- Short task 1
Rewrite the records from the first line through the line containing "[162,58,318,79]", putting "As for" in place of "Regarding" and keeping everything else the same.

What Should We Make Of This New LAGOV Poll?

Yesterday, veteran Louisiana pollster Bernie Pinsonat released a new survey of the Louisiana governor’s race which adhered to a similar narrative that fellow long-time pollster Verne Kennedy had offered a month ago – namely, that John Bel Edwards is on the cusp of potentially winning re-election in next month’s jungle primary.

Gov. John Bel Edwards leads his two Republican challengers by 7 points—47% to their combined 40%—in an independent statewide poll released today by Baton Rouge pollster Bernie Pinsonat, who conducted the survey for a group of undisclosed private clients.

But with 14% of voters undecided and the election is still a month away, it’s too soon to predict whether Edwards will win outright in the primary.

“He’s in good shape,” says Pinsonat, who conducted the poll from among 500 chronic voters from Sept. 3-6. “If the election were held when this poll was taken he would probably be elected. But we still have one month to go.”

Trailing Edwards with 24% of the vote is U.S. Rep. Ralph Abraham, followed by Baton Rouge businessman Eddie Rispone with 16%.

- Records supplied
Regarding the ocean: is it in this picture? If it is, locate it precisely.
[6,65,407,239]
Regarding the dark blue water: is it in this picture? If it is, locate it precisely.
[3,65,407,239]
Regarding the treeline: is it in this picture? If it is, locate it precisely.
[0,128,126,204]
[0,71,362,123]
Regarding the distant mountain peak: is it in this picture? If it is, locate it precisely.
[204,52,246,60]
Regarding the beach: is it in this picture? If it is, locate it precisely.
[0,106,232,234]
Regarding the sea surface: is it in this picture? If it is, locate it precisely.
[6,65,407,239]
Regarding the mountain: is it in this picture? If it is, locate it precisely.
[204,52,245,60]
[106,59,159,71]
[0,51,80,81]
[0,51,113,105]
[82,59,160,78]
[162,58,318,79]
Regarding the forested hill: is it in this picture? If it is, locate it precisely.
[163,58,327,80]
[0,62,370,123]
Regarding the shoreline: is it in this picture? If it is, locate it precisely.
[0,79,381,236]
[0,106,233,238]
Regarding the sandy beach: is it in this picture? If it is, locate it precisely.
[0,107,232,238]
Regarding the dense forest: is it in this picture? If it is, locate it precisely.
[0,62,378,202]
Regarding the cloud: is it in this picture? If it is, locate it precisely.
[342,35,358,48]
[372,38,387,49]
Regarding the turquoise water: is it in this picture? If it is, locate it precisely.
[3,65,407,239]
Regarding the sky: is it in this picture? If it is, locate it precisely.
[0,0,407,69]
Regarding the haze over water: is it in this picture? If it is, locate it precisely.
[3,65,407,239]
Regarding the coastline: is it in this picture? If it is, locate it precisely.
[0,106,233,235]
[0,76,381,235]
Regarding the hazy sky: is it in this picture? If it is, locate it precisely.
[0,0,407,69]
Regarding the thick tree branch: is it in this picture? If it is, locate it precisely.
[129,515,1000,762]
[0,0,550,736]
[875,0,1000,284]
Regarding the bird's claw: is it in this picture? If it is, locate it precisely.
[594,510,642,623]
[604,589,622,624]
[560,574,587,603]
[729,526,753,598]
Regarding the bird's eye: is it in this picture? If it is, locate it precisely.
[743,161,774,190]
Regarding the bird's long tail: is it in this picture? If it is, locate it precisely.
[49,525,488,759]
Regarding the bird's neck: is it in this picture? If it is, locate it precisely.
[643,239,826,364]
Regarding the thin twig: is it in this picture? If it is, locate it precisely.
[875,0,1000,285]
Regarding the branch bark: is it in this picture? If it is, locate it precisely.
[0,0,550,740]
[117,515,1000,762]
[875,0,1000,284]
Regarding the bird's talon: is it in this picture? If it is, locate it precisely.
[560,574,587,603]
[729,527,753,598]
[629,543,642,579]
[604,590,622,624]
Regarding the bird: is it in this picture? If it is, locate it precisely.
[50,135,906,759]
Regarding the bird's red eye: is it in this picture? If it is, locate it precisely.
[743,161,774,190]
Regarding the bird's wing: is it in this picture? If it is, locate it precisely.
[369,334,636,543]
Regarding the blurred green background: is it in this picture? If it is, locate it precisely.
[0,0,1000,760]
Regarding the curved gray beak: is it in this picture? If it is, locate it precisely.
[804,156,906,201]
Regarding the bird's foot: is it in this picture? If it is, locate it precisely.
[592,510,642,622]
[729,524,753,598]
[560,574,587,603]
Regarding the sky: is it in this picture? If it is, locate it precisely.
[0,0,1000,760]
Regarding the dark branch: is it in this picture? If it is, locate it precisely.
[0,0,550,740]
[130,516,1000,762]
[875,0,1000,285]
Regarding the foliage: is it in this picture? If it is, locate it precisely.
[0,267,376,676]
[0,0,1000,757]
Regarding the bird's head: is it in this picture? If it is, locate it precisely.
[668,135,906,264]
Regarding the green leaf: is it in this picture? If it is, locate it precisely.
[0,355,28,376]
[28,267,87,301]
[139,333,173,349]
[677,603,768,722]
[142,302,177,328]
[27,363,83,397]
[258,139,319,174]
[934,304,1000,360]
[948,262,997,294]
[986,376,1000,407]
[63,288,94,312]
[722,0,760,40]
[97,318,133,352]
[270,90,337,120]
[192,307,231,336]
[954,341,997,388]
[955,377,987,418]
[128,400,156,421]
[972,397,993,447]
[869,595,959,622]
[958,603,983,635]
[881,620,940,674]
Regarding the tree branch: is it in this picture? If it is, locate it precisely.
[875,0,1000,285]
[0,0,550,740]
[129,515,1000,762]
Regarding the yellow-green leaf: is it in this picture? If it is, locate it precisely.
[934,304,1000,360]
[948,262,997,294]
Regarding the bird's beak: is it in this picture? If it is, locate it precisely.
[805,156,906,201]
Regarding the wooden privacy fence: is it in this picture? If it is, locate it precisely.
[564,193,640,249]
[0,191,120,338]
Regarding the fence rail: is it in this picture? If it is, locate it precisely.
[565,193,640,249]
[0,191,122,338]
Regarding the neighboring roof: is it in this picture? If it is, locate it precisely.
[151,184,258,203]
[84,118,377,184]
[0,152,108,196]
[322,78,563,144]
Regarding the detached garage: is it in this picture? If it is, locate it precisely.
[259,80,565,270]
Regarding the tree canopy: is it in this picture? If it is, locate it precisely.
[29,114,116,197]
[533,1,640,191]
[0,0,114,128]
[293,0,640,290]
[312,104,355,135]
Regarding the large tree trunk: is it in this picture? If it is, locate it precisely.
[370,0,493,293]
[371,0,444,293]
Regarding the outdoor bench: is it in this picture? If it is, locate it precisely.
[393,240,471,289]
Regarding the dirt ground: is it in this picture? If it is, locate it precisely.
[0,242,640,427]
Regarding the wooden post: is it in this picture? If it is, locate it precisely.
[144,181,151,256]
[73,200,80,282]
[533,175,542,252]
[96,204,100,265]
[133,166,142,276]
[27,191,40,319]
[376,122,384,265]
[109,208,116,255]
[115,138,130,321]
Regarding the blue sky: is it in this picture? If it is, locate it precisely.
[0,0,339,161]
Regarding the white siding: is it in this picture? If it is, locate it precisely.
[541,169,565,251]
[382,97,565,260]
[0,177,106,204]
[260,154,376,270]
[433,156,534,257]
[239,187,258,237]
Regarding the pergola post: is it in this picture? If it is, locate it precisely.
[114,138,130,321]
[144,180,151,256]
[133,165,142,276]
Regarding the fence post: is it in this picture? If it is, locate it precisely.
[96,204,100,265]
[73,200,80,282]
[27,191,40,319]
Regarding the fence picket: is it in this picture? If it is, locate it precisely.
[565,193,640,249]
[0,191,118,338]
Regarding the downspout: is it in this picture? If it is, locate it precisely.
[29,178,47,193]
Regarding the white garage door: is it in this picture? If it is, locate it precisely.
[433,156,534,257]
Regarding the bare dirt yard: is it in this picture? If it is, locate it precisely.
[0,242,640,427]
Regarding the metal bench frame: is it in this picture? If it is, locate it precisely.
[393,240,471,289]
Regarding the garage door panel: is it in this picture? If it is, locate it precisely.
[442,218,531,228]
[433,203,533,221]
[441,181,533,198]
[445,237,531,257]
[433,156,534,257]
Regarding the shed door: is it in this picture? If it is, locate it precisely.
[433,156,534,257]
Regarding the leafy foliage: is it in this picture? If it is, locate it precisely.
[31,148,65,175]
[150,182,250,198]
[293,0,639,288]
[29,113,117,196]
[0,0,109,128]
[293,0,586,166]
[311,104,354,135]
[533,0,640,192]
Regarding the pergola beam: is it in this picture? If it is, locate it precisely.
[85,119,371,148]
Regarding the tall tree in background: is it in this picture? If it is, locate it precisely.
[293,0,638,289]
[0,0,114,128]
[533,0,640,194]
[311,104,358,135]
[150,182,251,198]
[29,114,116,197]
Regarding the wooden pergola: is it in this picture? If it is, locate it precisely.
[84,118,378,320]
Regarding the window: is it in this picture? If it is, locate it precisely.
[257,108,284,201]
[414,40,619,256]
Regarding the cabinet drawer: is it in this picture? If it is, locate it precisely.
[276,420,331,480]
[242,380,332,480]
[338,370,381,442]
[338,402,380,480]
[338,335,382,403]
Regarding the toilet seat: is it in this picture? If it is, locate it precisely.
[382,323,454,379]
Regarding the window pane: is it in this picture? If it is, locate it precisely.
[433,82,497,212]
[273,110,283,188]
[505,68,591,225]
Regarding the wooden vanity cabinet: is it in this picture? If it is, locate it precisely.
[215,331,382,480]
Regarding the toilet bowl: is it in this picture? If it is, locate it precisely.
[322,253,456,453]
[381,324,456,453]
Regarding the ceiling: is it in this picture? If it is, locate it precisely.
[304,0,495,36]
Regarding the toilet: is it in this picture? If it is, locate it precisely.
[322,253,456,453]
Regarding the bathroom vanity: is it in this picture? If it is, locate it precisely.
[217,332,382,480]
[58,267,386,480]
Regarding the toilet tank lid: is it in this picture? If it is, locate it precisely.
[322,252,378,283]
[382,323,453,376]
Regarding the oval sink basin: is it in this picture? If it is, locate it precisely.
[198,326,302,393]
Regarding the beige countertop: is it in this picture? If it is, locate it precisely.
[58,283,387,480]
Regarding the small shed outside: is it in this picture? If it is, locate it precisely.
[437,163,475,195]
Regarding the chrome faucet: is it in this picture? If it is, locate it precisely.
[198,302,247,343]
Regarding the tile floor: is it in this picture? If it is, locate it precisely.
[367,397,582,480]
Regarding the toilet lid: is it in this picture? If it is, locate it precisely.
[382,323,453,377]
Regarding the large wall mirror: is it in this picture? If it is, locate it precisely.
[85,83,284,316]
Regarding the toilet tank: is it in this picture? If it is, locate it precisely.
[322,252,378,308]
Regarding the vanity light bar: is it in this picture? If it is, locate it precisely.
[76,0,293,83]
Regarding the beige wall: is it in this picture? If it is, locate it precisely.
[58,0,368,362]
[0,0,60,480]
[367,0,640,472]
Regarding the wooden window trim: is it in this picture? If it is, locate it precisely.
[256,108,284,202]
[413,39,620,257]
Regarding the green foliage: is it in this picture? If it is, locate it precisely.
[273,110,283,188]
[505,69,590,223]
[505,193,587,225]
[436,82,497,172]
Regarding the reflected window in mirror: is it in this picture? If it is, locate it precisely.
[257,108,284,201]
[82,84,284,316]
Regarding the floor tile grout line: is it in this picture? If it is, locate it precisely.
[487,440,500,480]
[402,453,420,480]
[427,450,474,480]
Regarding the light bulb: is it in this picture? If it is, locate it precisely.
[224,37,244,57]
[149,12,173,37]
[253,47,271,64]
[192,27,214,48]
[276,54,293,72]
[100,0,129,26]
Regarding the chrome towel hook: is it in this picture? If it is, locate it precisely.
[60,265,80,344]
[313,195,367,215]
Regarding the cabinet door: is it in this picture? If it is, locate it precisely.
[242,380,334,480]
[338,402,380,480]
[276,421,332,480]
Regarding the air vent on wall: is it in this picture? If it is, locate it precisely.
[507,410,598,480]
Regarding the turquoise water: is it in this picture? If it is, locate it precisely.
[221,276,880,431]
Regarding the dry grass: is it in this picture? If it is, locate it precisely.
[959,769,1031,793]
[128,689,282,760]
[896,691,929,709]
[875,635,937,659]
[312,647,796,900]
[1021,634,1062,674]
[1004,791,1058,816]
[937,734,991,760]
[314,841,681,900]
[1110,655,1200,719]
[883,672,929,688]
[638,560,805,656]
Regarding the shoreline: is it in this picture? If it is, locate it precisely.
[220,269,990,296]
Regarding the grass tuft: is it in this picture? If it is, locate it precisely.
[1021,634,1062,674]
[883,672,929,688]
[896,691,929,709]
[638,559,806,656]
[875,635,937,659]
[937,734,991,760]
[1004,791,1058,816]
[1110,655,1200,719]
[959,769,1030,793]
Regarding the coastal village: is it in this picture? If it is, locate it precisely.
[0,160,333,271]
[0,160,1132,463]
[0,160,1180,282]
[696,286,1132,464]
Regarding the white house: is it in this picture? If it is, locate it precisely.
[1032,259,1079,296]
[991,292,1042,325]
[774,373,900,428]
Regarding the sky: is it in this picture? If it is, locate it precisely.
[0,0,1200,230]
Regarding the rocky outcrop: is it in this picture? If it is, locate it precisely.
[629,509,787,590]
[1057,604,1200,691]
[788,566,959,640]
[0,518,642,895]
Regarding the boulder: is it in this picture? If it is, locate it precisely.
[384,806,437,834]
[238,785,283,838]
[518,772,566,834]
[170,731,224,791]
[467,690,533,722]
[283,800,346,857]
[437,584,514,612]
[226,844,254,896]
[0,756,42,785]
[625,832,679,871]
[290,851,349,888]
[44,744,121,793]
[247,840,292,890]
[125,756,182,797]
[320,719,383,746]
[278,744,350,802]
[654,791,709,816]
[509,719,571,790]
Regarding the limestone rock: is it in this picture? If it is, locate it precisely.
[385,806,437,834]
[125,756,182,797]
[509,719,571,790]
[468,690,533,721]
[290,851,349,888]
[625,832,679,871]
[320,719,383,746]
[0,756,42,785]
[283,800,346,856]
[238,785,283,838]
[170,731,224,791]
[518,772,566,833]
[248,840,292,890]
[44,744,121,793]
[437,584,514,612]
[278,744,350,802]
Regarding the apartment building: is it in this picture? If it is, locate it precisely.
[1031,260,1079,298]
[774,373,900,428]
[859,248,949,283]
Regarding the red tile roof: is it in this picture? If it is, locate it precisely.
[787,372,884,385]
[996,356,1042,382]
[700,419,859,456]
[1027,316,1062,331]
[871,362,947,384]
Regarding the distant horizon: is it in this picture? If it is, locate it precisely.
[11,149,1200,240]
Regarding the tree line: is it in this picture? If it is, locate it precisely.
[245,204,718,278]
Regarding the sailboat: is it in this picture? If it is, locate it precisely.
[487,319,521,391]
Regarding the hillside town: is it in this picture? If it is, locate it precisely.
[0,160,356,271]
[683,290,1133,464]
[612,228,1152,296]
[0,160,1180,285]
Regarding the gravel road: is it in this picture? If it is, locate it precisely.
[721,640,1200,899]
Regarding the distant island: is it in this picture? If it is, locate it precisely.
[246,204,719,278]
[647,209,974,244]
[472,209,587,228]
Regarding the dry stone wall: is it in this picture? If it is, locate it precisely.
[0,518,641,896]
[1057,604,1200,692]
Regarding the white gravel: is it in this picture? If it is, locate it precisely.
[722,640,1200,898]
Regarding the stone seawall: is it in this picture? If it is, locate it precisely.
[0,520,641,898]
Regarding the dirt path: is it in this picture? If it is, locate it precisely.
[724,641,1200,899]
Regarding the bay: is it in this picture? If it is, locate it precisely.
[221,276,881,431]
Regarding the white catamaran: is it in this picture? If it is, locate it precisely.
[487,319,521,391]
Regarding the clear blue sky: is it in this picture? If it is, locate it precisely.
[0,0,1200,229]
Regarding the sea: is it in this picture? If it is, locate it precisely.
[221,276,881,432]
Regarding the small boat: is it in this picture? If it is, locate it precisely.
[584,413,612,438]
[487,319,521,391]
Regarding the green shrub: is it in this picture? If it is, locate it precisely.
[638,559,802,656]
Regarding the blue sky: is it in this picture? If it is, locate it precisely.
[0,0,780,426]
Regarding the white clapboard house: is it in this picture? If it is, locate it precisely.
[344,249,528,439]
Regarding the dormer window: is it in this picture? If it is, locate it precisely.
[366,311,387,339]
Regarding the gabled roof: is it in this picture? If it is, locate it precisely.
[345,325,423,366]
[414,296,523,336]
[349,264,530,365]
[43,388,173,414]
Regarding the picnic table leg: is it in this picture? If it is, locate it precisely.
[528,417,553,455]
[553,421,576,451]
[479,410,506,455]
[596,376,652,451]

- Short task 2
Name every person mentioned in the article about the Louisiana governor poll.

- Task solution 1
As for the ocean: is it in this picture? If it is, locate it precisely.
[6,65,407,239]
As for the dark blue water: is it in this picture? If it is, locate it precisely.
[3,65,407,239]
As for the treeline: is it in this picture? If it is, locate it precisely.
[0,128,126,204]
[0,71,362,123]
As for the distant mountain peak: is it in this picture? If it is, locate it precisely.
[204,52,246,60]
As for the beach: is it in this picture? If it is, locate it precisely.
[0,106,232,234]
As for the sea surface: is it in this picture? If it is, locate it precisely.
[6,65,407,239]
As for the mountain: is it in this picture? If it is, locate it precisely.
[204,52,245,60]
[106,59,159,71]
[0,51,80,81]
[0,51,113,105]
[82,59,160,78]
[162,58,318,79]

- Task solution 2
Bernie Pinsonat
Verne Kennedy
John Bel Edwards
Ralph Abraham
Eddie Rispone